▸ **WRITTEN REQUEST**
Rewrite the rows below with every instance of "center court logo" changed to "baseline marking", and keep everything else the same.

▸ **MATERIAL SUPPLIED**
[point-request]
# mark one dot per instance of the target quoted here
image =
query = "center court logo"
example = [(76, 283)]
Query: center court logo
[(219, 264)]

▸ **EXERCISE OUTPUT**
[point-request]
# mark one dot per instance of the target quoted here
image =
query = "baseline marking"
example = [(76, 283)]
Query: baseline marking
[(219, 264)]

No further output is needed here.